[Start of Quoted text]
# If you can't do something right....



## WeeLittleChicken (Aug 31, 2012)

...please, for the love of God, don't do it at all!

When we moved into this place the previous owners were nice enough to leave us two stalls filled with a foot and a half of impacted goat poop and hay (too lazy to buy straw separately?) I don't know how long it took for just four pygmy goats to do that much but it was such an enormous undertaking to haul it out that it's been over a year since moving in before we managed. Couldn't procrastinate any longer.. needed to space!

In any event under the foot and a half of impacted goat poop and hay we found this.... You will notice a jumble of mismatching rubber matts thrown helter skelter, some on top of each other, some leaving ground visible, all on uneven ground and making waves like the ocean, making some sort of 3-D cleaning nightmare. This has been made all the worse by the fact _they're bolted to the floor_ because someone decided to build a stall divider _directly on top of the rubber matt pile._ UGGGGGHH.


----------



## robin416 (Sep 8, 2013)

All I can say is . . . better you than me.

Oh wait! I have one other thing to say, awesome compost!


----------



## zamora (May 26, 2015)

LOL, I feel your pain. I have been in a similar situation and the only advice I have is keep on trucking! Oh and post pictures as you rebuild.


----------



## seminole wind (Aug 22, 2015)

That is gross. They probably never cleaned anything. The mats are great. But they work much better if you lay them flat and leave about an in space between each section if shavings get wet. You may have to use a circular saw or sawsall to cut them out. Once out, I would load lime in there and water it down and wait for it to dry out.
[End of Quoted text]
[Start of Recorded information]
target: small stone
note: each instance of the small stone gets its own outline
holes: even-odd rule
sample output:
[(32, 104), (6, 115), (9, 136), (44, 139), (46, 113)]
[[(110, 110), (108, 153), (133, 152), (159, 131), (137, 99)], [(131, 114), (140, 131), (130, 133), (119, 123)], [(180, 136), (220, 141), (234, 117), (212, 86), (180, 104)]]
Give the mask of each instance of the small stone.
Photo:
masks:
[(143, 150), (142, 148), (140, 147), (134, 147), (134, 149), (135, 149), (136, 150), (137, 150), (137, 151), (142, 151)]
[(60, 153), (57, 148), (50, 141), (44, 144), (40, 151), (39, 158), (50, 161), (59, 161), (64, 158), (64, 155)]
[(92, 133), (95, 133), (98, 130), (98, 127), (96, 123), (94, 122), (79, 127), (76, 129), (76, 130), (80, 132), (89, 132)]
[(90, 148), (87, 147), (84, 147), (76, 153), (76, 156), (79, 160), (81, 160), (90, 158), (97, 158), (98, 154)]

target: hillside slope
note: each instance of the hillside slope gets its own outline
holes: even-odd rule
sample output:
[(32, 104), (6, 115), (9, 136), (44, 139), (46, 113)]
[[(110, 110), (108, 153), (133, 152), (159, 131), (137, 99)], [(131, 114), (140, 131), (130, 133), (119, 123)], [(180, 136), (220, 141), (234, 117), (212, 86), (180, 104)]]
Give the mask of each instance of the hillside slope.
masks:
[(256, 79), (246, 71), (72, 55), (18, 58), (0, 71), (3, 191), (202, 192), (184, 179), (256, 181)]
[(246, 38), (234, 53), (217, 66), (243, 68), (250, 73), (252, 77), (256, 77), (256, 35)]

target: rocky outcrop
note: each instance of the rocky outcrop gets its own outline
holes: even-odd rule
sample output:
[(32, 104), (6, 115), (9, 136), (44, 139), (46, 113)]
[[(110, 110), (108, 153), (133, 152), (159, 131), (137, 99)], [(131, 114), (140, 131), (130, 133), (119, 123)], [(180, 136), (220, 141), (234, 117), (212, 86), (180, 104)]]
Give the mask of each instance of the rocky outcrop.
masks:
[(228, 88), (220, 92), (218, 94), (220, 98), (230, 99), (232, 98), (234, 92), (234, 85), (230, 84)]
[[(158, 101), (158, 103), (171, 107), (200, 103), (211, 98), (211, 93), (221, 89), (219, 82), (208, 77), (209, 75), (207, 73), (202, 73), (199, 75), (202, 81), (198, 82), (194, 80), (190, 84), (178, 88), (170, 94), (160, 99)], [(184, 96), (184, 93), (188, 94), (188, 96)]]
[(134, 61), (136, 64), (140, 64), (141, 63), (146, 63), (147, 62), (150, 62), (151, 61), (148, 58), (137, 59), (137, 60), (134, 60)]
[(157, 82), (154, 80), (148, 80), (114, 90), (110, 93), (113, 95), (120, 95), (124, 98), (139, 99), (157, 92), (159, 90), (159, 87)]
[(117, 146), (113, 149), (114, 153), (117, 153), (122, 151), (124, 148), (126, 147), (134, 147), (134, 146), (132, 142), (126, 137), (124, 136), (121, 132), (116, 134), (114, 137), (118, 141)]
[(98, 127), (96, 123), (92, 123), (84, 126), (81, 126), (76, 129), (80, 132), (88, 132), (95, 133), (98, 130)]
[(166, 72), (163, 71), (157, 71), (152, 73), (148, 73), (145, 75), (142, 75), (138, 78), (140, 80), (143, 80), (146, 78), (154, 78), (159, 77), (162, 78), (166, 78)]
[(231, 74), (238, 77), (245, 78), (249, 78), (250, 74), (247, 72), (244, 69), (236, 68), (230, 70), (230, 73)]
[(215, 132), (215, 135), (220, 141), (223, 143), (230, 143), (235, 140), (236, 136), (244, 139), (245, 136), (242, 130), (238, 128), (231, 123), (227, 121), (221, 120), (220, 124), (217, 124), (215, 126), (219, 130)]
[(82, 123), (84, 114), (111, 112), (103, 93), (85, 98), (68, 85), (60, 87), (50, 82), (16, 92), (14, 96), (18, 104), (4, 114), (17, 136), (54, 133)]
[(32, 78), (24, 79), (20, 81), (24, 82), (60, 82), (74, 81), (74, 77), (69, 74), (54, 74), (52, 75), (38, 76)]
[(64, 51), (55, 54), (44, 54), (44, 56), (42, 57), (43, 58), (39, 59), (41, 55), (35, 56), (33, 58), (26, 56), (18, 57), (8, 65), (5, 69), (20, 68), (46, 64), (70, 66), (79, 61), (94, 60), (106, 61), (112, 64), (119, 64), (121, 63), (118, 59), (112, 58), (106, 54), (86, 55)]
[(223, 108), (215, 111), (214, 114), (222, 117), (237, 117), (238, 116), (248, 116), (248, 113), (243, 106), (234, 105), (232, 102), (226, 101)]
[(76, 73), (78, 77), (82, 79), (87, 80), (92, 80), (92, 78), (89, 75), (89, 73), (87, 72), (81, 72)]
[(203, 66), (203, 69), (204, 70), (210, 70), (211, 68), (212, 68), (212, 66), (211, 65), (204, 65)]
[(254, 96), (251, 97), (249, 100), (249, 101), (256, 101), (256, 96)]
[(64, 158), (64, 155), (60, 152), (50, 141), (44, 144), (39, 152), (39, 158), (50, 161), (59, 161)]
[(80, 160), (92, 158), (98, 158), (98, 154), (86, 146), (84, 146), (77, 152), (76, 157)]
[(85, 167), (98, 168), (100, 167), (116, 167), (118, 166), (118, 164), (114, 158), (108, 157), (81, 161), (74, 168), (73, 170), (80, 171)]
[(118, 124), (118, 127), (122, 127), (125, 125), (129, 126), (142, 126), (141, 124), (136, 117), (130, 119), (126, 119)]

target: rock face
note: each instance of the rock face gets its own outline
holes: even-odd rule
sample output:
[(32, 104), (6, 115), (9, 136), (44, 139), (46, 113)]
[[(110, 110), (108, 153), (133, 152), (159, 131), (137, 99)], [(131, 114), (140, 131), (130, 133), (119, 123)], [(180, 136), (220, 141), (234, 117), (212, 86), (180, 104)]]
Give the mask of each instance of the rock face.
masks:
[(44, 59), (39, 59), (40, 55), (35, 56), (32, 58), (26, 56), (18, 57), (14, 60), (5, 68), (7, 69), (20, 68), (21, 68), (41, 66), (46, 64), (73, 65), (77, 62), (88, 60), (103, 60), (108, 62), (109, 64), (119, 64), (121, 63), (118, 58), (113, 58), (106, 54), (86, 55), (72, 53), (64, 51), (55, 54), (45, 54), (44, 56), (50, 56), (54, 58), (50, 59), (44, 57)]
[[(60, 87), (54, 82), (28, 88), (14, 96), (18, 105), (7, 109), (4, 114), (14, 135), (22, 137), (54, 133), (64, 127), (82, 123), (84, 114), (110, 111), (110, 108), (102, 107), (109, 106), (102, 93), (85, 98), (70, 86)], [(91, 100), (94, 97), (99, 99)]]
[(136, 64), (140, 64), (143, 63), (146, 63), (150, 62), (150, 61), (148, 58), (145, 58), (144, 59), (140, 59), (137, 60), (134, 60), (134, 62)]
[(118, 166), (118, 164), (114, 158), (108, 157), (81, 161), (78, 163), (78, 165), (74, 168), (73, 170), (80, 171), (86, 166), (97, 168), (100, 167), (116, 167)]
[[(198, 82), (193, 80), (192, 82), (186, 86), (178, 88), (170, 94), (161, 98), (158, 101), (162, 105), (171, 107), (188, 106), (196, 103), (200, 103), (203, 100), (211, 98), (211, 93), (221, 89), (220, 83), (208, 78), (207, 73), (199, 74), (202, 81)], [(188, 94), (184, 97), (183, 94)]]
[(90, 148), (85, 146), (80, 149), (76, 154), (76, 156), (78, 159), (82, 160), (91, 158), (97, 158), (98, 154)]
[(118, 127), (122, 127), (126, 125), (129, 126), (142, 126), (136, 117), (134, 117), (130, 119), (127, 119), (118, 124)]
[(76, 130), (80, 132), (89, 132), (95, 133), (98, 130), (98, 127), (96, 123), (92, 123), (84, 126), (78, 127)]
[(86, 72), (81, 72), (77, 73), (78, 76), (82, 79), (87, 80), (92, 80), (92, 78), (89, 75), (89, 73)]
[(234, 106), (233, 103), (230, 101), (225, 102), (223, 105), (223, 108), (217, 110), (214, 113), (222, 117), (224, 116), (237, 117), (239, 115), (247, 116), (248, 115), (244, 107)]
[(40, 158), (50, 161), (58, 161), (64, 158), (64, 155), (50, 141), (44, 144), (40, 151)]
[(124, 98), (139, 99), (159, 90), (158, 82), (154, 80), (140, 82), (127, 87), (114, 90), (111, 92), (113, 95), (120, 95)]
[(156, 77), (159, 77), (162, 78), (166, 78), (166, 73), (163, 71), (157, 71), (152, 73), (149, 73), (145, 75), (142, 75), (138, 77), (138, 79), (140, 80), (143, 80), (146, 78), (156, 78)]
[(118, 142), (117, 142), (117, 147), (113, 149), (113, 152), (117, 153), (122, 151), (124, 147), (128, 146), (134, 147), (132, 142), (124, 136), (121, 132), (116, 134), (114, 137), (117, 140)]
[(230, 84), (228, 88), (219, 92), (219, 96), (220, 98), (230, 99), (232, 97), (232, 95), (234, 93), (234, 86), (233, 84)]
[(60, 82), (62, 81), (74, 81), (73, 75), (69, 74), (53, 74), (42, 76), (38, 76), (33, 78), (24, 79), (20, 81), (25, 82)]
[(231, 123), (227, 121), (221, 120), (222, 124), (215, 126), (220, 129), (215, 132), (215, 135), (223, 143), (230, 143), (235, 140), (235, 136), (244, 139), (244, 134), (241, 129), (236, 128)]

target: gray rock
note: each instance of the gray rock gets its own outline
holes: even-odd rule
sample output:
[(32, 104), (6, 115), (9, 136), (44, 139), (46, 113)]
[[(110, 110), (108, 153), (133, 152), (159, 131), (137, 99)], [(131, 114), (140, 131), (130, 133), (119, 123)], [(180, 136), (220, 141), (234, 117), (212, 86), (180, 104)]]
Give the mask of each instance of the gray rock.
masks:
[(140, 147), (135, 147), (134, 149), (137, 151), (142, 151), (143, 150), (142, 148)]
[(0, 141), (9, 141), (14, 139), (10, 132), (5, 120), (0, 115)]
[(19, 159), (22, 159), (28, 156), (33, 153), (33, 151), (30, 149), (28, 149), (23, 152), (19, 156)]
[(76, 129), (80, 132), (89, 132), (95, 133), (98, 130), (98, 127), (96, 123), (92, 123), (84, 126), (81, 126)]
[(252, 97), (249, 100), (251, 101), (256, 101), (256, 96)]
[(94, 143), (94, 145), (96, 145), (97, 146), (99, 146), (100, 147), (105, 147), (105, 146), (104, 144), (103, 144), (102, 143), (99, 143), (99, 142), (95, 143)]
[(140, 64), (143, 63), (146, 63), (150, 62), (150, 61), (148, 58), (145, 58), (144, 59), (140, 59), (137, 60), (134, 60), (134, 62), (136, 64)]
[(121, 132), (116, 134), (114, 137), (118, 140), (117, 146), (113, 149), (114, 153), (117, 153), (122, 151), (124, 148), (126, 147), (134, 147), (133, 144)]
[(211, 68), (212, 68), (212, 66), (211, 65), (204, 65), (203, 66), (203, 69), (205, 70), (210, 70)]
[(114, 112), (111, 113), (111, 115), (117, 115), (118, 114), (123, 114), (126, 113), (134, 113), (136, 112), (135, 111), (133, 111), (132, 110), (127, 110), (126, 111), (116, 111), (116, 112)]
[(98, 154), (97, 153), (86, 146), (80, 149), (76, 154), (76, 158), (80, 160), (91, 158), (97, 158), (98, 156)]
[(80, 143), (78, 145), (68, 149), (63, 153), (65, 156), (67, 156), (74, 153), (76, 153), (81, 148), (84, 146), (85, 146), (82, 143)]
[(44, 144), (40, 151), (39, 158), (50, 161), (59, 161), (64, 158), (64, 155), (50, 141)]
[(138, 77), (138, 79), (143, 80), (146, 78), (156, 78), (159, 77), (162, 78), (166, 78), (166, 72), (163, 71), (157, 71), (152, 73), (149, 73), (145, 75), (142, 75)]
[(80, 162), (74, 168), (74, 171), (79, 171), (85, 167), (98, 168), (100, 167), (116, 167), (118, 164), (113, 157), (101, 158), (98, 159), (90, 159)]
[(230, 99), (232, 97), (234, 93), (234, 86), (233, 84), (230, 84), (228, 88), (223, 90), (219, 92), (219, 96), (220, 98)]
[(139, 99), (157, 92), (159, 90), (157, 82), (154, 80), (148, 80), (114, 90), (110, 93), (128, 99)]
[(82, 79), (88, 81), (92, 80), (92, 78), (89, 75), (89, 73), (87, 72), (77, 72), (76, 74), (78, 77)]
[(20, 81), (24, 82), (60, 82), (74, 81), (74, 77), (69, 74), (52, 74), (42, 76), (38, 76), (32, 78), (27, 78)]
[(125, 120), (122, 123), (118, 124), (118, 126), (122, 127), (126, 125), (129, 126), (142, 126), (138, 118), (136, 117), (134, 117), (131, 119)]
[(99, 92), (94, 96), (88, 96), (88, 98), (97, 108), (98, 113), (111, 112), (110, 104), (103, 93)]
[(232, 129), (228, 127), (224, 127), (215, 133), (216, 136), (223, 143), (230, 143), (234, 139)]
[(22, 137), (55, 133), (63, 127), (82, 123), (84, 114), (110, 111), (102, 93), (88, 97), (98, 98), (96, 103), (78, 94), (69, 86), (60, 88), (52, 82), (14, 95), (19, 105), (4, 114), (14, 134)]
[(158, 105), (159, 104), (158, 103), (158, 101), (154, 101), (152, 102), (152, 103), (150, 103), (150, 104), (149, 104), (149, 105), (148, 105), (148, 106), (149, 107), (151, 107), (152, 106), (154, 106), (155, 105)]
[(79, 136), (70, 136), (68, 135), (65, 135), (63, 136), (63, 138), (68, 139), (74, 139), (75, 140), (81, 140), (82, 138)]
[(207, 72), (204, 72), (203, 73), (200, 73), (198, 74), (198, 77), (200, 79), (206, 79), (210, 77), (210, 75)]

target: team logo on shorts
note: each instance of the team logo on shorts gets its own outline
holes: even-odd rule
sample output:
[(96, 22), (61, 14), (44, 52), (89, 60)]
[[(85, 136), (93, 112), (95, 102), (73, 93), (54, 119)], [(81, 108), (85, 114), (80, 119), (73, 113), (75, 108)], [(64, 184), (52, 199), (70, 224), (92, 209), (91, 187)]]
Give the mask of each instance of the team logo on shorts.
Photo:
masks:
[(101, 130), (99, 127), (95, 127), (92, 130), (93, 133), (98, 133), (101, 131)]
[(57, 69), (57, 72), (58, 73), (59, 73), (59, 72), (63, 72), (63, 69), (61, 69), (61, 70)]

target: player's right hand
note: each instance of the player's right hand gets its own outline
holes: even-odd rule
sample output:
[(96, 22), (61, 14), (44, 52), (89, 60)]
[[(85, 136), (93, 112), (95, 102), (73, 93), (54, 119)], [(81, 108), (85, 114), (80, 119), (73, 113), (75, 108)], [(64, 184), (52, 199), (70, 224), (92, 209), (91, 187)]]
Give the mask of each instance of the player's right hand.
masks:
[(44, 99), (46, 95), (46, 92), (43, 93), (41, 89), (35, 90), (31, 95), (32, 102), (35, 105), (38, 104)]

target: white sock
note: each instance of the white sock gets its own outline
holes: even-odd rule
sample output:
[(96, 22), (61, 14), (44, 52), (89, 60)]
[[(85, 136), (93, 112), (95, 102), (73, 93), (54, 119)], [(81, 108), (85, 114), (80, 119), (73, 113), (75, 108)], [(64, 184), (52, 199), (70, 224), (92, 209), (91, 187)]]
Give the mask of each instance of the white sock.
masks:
[End of Recorded information]
*Work to do*
(1) Transcribe everything in the goat stall thread from "## zamora (May" down to "as you rebuild.".
(2) In the goat stall thread, which two tools does seminole wind suggest for cutting out the mats?

*Full solutions*
(1)
## zamora (May 26, 2015)

LOL, I feel your pain. I have been in a similar situation and the only advice I have is keep on trucking! Oh and post pictures as you rebuild.

(2) A circular saw or a sawsall.